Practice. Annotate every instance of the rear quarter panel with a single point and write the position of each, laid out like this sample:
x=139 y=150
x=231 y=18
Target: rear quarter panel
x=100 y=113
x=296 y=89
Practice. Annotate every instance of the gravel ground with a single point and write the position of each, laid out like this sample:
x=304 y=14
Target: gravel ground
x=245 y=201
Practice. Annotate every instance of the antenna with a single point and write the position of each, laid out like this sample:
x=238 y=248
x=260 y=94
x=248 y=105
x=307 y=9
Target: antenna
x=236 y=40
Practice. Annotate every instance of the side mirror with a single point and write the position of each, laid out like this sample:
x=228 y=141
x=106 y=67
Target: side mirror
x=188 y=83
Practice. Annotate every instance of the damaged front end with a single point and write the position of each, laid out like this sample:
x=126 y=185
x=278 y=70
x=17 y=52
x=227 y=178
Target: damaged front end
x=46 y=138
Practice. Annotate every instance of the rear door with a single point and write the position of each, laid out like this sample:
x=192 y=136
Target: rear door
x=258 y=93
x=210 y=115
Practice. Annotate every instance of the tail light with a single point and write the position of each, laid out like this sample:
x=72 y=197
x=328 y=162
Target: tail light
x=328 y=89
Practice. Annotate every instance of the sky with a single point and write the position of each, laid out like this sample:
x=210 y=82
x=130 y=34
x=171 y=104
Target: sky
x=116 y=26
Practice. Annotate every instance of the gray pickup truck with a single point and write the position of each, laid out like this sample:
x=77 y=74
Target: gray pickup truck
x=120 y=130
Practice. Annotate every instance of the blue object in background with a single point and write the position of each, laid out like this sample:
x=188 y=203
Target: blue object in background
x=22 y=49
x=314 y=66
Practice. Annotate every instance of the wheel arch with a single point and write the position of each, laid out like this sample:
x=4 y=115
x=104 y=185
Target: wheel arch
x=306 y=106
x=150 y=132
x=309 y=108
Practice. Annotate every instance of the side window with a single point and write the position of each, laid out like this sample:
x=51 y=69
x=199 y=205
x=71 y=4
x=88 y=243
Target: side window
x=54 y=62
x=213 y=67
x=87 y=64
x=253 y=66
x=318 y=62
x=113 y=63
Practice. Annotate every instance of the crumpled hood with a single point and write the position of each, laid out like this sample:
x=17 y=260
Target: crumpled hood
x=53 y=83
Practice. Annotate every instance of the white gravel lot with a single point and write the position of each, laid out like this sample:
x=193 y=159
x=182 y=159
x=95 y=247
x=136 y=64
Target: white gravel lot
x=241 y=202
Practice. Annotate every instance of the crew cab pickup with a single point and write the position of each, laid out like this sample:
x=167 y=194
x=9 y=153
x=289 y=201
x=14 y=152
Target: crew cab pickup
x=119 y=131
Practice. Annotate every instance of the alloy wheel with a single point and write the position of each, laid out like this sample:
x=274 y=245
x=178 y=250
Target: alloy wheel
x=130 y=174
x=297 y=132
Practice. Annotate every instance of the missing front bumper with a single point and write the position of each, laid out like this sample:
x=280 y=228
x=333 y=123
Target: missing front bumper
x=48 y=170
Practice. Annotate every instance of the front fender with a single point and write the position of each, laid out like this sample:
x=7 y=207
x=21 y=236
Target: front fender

◇ ◇ ◇ ◇

Exercise aim — Look through the listing and extract every line with "fender" in it.

Reply —
Practice. Annotate every instance of the front fender with a single point and write the position of each, laid out like this sample:
Target: front fender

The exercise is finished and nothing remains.